PROBLEM DESCRIPTION: How might the account of Paul Kelly's rise and his rivalry with Monk Eastman go on? Write the next part of that account, picking up after its final sentence.

DOCUMENT SEGMENT:
In 1903 Kelly was arrested for assault and robbery and served nine months in jail. On release, Kelly formed the Paul Kelly Association, a new athletic club which he used to recruit younger criminals for his organization. The headquarters were located at 24 Stanton Street.
He soon after opened The New Brighton Athletic Club, a two story cafe and dance hall at 57 Great Jones Street (between Lafayette and Bowery) Kelly charmed socialites and other prominent citizens who frequented his club. Always well dressed, Kelly spoke French, Italian, and Spanish fluently and his educated and sophisticated nature impressed many of New York's elite. During that time Kelly's organization expanded into other parts of Manhattan and parts of New Jersey. However Kelly's image alienated many top gunmen who later left for the Monk Eastman Gang, such as "Kid Twist" Max Zwerbach and Richie Fitzpatrick. Others, such as Johnny Spanish, later left to go out on their own.
Rivalry with Monk Eastman
Kelly's main rival was Monk Eastman, whose gang of over 2,000 gunmen controlled New York's East Side. Eastman, an old-fashioned thug of the 19th century, was the complete opposite of the cultured Kelly, whom Eastman intensely disliked. While both gangs were under the control of Tammany Hall the two constantly fought over control of the "neutral" territory along the Bowery.

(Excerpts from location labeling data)
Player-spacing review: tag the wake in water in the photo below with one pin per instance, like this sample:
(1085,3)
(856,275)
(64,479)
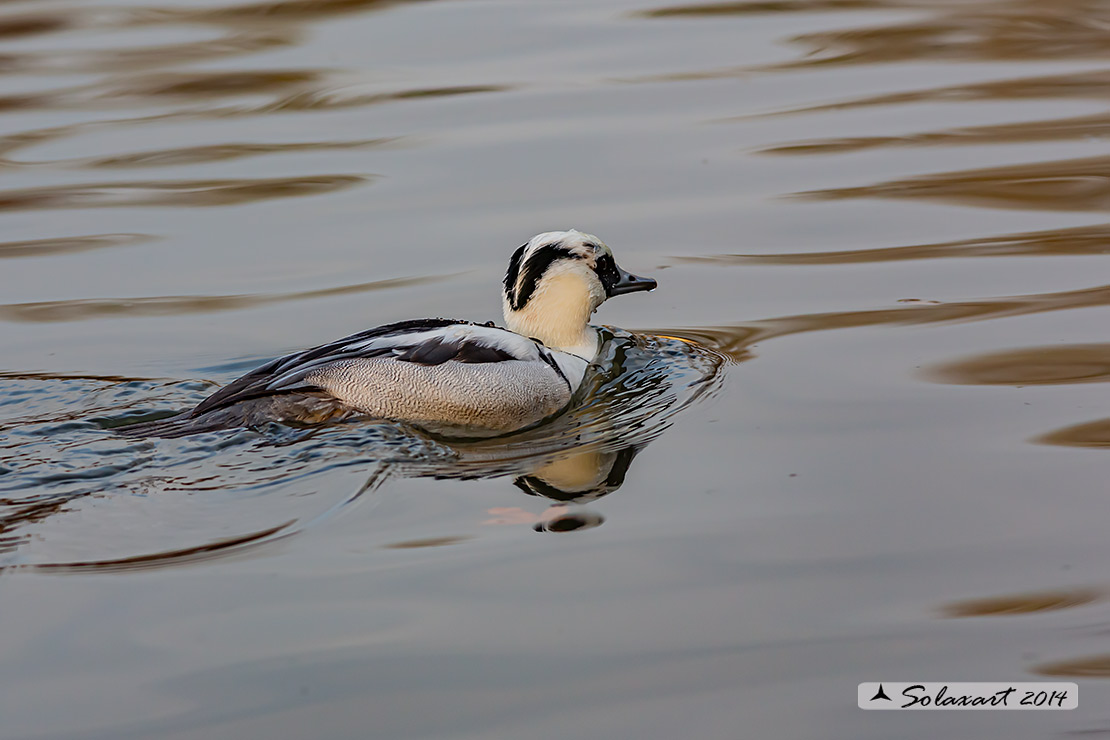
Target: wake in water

EXERCISE RESPONSE:
Paul Kelly's Five Points Gang controlled the area to the west of the Bowery, and the Eastmans, everything to the east. But a neutral territory was ordered by Tammany hall to be off-limits. Both gangs continued to disrespect the borders and Tammany Hall called both men to a sit-down meeting, where a prize fight was set up to settle the score once and for all. The winner would take control of the prized neutral territory, and the war will end. Both parties agreed, then met for a punishing slug-fest; however the fight ended in a draw, and the two parties went right back to war.
Eastman slipped up when he was arrested for robbing a man on the West Side who was being tailed by detectives. Eastman was arrested for robbery, and Tammany Hall, now eager to end the warfare between its two affiliated gangs, declined to provide protection. Eastman was sentenced to 10 years in Sing Sing Prison.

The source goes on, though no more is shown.